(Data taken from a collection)
-------

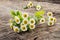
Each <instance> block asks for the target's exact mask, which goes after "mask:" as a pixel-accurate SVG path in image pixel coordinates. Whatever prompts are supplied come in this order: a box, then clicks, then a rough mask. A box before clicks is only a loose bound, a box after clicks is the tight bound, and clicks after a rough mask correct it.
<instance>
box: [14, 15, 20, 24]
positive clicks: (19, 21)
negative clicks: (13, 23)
mask: <svg viewBox="0 0 60 40" xmlns="http://www.w3.org/2000/svg"><path fill="white" fill-rule="evenodd" d="M15 22H16V23H17V24H19V23H20V19H19V18H18V17H17V16H15Z"/></svg>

-------

### ABOUT THIS TASK:
Recast every line of the records above as a Markdown table with the columns "Row" and "Line", numbering the rows and skipping blank lines. Leave the pictures out of the answer.

### YOUR SOLUTION:
| Row | Line |
|---|---|
| 1 | Each <instance> block asks for the target's exact mask, which goes after "mask:" as a pixel-accurate SVG path in image pixel coordinates. Whatever prompts are supplied come in this order: a box, then clicks, then a rough mask. A box before clicks is only a loose bound, a box after clicks is the tight bound, and clicks after a rough mask correct it. |
| 2 | <instance> |
| 3 | box: [14, 15, 20, 24] |
| 4 | positive clicks: (19, 21) |
| 5 | negative clicks: (13, 23) |
| 6 | mask: <svg viewBox="0 0 60 40" xmlns="http://www.w3.org/2000/svg"><path fill="white" fill-rule="evenodd" d="M15 22H16V23H17V24H19V23H20V19H19V18H18V17H17V16H15Z"/></svg> |